> _SET TASKS_
**1)** In the article on educating Army leaders, what are the Army's officer and NCO professional education programs modeled after?
**2)** Rewrite the article on educating Army leaders from the words "What’s the Best" through "hear from you.", swapping "continuous" for "ongoing".

> _SOURCE_
— Begin —

What’s the Best Way to Educate Army Leaders?
After almost a decade and a half of continuous war, the Army has an opportunity to rethink the relationship between traditional schoolhouse learning and the variety of its continuous learning practices. Now is a good time to start that discussion with the help of the officers and sergeants who have experienced both while at war. These leaders may hold the answer to what the Army should do next. If you are one of those leaders, we want to hear from you.
The Army’s officer and NCO professional education programs are modeled after episodic learning with the aim to create understanding of doctrinal principles and patterns. Periodically, leaders must be educated, especially in doctrine and leadership as well as the theoretical and historical roots of each. This education explains what the institution expects of its leaders, given their rank and experience, and it transmits the basics of how the institution expects them to meet those expectations.

— End —

> _DATA_

— Begin —

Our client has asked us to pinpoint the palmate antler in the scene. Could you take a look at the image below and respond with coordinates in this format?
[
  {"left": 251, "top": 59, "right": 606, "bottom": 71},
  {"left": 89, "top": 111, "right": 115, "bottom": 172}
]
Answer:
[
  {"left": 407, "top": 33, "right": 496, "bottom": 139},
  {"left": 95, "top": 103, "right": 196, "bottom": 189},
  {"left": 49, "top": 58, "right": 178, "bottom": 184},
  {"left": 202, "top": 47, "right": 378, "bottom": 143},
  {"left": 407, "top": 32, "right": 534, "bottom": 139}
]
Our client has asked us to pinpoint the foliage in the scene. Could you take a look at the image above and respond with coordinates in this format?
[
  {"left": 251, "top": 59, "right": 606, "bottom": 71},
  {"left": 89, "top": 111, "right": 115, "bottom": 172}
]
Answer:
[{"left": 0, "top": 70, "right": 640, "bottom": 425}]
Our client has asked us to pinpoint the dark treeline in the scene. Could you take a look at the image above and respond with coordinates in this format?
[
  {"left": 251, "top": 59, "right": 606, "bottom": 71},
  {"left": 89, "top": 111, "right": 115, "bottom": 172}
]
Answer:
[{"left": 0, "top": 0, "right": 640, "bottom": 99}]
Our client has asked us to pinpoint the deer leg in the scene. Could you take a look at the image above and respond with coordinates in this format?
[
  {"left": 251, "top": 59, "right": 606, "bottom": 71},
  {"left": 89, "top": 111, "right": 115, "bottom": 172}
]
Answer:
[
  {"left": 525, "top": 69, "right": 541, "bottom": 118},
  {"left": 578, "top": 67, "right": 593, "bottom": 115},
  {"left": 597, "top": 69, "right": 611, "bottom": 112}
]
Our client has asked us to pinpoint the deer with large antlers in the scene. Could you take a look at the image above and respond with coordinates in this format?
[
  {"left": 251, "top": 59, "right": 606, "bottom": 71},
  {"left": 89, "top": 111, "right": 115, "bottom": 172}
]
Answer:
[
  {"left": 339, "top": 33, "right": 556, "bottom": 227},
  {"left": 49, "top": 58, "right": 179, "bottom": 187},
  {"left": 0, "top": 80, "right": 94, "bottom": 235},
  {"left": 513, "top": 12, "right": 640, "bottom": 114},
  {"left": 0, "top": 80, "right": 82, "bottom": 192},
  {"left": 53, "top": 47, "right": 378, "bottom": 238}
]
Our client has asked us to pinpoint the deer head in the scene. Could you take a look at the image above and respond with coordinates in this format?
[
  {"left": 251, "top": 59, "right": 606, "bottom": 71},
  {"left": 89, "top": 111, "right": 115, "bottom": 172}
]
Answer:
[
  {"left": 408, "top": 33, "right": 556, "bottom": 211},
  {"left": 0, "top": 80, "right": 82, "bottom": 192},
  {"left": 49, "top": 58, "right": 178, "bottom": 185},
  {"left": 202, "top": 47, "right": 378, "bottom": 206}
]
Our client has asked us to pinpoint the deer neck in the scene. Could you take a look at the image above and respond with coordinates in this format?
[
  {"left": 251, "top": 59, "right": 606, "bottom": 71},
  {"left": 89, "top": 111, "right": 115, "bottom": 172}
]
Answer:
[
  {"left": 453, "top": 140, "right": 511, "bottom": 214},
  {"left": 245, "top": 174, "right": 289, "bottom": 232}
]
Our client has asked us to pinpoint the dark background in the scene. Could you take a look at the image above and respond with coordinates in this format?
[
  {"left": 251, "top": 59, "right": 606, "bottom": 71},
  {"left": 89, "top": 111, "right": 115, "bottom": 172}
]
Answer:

— End —

> _EXPECTED ANSWERS_
**1)** Episodic learning.

**2)**
What’s the Best Way to Educate Army Leaders?
After almost a decade and a half of ongoing war, the Army has an opportunity to rethink the relationship between traditional schoolhouse learning and the variety of its ongoing learning practices. Now is a good time to start that discussion with the help of the officers and sergeants who have experienced both while at war. These leaders may hold the answer to what the Army should do next. If you are one of those leaders, we want to hear from you.